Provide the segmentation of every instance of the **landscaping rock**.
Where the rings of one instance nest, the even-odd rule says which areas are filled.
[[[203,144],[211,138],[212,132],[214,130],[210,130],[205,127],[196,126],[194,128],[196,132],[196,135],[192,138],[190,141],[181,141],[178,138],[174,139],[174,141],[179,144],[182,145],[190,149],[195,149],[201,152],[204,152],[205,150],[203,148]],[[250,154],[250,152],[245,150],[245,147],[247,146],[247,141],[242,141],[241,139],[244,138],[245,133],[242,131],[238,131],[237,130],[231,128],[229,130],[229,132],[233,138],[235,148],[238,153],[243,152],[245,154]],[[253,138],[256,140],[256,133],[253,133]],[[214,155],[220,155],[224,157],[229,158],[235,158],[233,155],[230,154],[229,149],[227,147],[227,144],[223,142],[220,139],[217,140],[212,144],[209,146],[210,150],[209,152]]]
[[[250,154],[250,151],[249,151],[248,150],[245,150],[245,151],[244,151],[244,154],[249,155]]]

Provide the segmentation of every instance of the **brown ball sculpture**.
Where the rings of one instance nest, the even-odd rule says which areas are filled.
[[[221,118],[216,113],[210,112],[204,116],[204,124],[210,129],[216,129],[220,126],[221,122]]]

==============================

Brief
Gather each line in the listing above that contains the word "Provide".

Task answer
Provide the segmentation of every instance of the **landscaping rock**.
Provide the segmentation of every instance of the **brown ball sculpture**.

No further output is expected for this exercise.